### What is expected
Can you express everything from the line containing "Indicate the tire" down to the end of the records as a two-column CSV with the columns label_text and points, giving one row per request with its text and its answer, each in a single quoted field with line breaks turned into spaces?

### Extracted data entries
_ _ _ _ _
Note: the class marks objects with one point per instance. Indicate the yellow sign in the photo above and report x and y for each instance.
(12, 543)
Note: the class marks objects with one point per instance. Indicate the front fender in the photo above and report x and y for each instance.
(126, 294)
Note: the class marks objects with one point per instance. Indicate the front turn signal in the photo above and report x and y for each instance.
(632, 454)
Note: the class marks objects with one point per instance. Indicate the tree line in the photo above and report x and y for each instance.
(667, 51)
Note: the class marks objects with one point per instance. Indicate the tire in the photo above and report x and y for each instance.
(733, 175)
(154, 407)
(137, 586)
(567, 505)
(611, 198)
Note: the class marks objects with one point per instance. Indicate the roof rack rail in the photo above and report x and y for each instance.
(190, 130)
_ _ _ _ _
### The result
label_text,points
"Note: the class marks objects with one point per instance. Indicate the tire in the photo above and report x and y for each instance.","(733, 175) (154, 407) (137, 586) (567, 505) (611, 198)"
"Note: the class marks objects with one point per instance. Indicate the roof rack rail in the photo above and report x and y for each instance.","(190, 130)"